=== LISTED ENTRIES ===
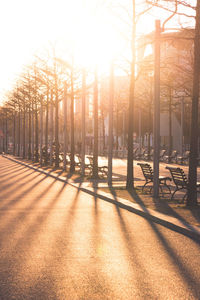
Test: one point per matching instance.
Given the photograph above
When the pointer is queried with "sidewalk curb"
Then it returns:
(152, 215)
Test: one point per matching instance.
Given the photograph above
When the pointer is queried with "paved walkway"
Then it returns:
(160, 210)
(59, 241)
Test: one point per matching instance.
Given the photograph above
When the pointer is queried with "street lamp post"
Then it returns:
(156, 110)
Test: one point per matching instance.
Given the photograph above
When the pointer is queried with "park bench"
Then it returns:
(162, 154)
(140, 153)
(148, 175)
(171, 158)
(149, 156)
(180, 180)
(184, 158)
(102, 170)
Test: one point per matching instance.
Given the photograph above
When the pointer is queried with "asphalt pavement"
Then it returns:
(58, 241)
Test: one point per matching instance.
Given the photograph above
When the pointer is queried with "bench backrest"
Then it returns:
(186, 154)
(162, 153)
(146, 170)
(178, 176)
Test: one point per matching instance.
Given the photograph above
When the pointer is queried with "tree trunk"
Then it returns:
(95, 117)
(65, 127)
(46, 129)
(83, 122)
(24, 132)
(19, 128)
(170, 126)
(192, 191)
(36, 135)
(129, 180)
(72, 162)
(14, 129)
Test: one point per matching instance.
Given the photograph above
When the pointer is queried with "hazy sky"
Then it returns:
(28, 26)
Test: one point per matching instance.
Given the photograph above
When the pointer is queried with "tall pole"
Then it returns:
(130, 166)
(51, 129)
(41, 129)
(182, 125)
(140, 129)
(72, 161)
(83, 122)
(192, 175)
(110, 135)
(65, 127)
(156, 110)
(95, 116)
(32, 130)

...

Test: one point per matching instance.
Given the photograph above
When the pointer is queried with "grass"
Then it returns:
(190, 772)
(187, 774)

=== TASK DIRECTIONS ===
Copy down every line of the material above that includes the string "When".

=== ANSWER SPACE ===
When the pointer is queried with "sidewalk curb"
When the pointer is queried with "paved walkway"
When the pointer is queried with "street lamp post"
When the pointer is queried with "park bench"
When the pointer is queried with "asphalt pavement"
When the pointer is queried with "bench backrest"
When the pointer is queried with "tree trunk"
When the pointer is queried with "hazy sky"
When the pointer is queried with "tall pole"
When the pointer is queried with "grass"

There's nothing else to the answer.